Set exercise:
Reproduce word for word the lines of the material below, starting with the line that contains "Drop a pin on every instance of the donkey nostril" and ending with the line that contains "x=133, y=90", both included.

Dataset excerpt:

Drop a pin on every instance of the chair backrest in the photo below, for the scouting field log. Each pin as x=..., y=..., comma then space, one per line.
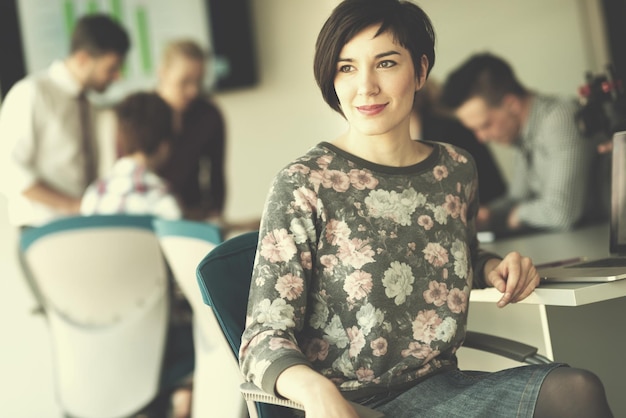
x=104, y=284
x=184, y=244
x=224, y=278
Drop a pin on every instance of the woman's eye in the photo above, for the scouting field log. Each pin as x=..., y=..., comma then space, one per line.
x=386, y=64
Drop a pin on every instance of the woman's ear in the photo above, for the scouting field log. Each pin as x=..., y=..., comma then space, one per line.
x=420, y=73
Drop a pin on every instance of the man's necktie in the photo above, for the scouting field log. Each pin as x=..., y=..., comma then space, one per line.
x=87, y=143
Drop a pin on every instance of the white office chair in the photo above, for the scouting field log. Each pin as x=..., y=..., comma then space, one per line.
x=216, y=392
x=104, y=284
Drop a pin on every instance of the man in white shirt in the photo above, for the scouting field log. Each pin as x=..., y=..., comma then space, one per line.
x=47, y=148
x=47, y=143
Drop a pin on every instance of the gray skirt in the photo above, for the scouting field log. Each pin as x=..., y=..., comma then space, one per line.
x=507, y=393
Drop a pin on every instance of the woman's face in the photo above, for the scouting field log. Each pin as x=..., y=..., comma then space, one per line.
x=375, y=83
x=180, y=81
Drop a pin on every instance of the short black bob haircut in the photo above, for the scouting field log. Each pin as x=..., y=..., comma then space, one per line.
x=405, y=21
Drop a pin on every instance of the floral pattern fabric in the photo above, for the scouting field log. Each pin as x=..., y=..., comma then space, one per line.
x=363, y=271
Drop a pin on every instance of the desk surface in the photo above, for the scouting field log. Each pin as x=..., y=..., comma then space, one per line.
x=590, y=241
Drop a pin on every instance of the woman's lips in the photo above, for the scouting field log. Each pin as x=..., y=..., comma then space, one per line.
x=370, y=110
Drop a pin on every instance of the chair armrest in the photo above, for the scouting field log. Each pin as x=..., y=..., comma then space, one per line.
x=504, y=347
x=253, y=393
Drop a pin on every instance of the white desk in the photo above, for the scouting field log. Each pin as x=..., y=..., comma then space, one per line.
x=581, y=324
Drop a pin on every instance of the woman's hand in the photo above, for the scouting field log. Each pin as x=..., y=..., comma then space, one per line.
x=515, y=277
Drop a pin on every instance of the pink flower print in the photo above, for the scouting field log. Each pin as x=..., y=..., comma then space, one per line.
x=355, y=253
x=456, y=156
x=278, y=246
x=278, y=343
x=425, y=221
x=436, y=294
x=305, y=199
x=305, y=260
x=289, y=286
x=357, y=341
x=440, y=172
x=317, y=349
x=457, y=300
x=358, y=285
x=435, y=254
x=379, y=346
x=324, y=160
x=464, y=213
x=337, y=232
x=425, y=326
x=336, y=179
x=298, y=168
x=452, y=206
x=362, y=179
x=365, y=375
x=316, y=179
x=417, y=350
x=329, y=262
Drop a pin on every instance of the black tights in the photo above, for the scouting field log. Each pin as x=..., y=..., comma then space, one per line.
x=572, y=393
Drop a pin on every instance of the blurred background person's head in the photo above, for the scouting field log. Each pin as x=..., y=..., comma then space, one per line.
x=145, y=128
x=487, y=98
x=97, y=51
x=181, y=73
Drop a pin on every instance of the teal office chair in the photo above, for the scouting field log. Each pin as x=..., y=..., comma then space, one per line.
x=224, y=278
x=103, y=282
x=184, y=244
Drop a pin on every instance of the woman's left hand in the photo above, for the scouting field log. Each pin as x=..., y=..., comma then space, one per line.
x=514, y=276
...
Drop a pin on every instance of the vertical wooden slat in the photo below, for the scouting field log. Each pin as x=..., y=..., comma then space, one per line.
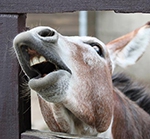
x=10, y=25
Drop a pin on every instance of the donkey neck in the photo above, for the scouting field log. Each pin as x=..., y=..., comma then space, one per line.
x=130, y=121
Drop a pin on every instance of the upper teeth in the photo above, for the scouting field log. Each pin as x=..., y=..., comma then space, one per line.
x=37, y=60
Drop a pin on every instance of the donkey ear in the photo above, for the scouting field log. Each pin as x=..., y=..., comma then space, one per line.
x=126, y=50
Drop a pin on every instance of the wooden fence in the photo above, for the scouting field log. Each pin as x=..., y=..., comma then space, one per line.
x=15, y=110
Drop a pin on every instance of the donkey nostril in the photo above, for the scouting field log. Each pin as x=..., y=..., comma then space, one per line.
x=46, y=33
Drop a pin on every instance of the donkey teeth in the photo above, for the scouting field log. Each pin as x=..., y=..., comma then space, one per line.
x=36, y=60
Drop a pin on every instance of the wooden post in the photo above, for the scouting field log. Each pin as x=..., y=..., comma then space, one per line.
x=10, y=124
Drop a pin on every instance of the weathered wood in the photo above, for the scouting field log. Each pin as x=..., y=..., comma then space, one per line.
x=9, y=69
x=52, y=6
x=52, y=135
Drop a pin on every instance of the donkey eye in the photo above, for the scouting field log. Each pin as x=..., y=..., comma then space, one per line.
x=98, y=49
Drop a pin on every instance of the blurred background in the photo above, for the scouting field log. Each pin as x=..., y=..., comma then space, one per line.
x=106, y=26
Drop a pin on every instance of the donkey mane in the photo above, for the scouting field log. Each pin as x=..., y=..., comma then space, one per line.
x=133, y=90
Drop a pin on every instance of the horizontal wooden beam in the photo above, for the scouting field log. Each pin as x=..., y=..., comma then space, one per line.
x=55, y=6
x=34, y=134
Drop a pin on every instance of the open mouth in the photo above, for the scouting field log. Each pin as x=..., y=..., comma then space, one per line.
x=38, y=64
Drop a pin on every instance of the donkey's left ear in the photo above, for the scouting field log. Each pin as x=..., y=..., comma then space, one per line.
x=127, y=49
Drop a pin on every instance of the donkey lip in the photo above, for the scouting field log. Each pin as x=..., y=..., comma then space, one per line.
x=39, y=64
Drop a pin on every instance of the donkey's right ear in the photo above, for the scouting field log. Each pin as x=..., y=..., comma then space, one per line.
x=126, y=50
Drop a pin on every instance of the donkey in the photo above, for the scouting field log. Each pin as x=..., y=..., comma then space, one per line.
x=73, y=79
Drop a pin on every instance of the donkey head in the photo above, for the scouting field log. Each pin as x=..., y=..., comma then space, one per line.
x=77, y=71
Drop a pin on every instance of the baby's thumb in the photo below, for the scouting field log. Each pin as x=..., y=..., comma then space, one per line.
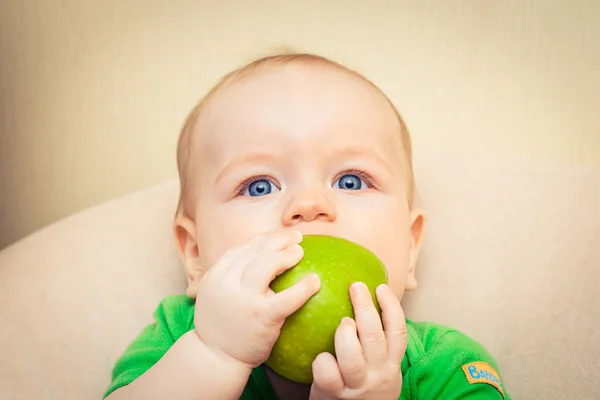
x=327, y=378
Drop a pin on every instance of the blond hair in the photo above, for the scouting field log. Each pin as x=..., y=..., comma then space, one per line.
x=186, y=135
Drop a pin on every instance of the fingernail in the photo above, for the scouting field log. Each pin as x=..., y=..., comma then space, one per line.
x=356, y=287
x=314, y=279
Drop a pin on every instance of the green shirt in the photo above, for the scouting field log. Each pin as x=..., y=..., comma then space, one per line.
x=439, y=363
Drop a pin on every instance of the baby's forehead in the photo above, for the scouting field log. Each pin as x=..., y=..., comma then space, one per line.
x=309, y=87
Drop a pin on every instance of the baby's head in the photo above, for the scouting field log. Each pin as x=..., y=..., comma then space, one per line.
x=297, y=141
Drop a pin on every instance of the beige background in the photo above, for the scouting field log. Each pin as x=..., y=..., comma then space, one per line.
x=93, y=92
* * *
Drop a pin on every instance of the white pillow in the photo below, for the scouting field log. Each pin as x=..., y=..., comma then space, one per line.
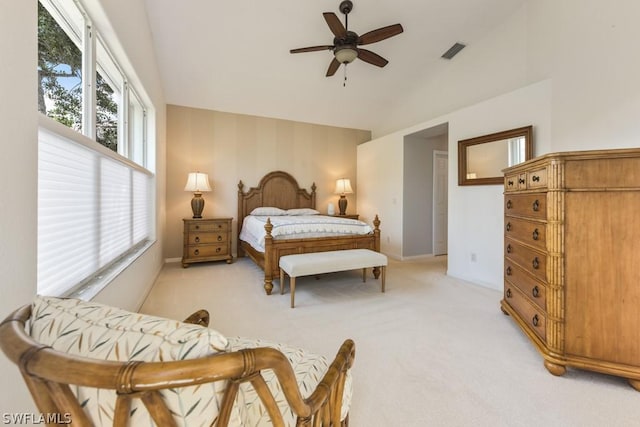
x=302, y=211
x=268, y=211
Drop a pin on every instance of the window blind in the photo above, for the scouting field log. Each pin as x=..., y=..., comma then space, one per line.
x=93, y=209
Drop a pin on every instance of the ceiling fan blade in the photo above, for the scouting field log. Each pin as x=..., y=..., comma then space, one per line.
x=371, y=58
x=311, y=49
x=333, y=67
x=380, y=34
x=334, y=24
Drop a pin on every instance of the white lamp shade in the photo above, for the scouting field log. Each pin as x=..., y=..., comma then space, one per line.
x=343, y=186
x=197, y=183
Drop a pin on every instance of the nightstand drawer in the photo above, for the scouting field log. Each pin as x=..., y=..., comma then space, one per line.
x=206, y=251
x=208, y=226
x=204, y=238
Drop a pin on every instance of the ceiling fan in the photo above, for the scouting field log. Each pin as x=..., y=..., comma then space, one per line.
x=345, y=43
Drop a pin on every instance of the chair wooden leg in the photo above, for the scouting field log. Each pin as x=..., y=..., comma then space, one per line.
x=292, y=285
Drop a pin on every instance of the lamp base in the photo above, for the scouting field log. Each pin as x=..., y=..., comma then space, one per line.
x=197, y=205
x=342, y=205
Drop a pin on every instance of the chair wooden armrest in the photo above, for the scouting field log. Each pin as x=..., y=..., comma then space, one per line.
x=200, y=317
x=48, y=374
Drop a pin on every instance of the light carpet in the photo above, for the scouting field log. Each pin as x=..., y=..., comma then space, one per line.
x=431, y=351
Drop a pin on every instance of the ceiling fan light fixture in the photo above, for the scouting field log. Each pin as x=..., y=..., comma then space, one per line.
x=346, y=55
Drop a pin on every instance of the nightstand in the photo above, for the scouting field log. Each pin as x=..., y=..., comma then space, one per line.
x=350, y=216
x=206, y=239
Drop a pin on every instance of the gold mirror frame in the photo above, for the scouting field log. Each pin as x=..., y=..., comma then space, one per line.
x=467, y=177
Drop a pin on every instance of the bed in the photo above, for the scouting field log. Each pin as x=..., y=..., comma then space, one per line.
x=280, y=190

Exercise output:
Drop a pin on every instance of the donkey nostril in the photo above, for the scouting field log. Each pin as x=..., y=..., comma then space, one per line.
x=46, y=33
Drop a pin on every instance of the donkey teeth in the photo above, for the scouting field log. Each pin as x=..., y=..., comma then space, one per line.
x=36, y=60
Drop a pin on every instance of the wooden post in the photo above, for the scouting field log. Each pin as x=..., y=..., comma then space, one per line.
x=10, y=124
Drop a pin on every instance of the weathered wood in the photo above, for the scouting field log. Each pin as x=..., y=..., comma then space, one per line.
x=9, y=69
x=52, y=6
x=52, y=135
Drop a pin on every instance of the donkey eye in the photo above, for the scouting field log. Each pin as x=..., y=..., comma then space, one per line.
x=98, y=49
Drop a pin on every instance of the blurred background in the photo above, for the scouting field log. Each pin as x=..., y=..., comma then space, one per line.
x=106, y=26
Drop a pin on every instance of the donkey mane in the photo above, for the scouting field log. Each pin as x=..., y=..., comma then space, one per line.
x=133, y=90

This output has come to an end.